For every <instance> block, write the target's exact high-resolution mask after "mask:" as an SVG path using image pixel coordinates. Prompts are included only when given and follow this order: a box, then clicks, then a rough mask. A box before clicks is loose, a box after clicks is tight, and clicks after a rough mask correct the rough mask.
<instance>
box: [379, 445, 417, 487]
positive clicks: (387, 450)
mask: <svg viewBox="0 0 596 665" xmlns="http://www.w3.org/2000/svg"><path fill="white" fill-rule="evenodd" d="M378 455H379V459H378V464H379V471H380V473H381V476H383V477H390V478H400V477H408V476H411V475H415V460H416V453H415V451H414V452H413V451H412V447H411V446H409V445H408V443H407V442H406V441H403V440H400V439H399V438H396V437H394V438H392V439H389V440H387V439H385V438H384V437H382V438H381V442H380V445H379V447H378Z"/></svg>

> _Problem description_
Rewrite the entries above, changing "rough mask" to "coarse mask" wherever it occurs and leaving everything else the same.

> _Exercise response_
For every <instance> block, write the target's exact high-resolution mask after "mask:" as an SVG path using image pixel coordinates. Prompts are included only when given and follow this order: a box, then clicks, then a coarse mask. A box before clicks is loose, a box after clicks is tight, and clicks after a coarse mask correct the coarse mask.
<instance>
box: [379, 445, 417, 487]
positive clicks: (387, 450)
mask: <svg viewBox="0 0 596 665" xmlns="http://www.w3.org/2000/svg"><path fill="white" fill-rule="evenodd" d="M378 455H379V459H378V464H379V471H380V473H381V476H383V477H390V478H400V477H408V476H411V475H415V460H416V453H415V451H414V452H413V451H412V447H411V446H409V445H408V443H407V442H406V441H403V440H400V439H399V438H396V437H394V438H392V439H389V440H387V439H385V438H384V437H382V438H381V442H380V445H379V447H378Z"/></svg>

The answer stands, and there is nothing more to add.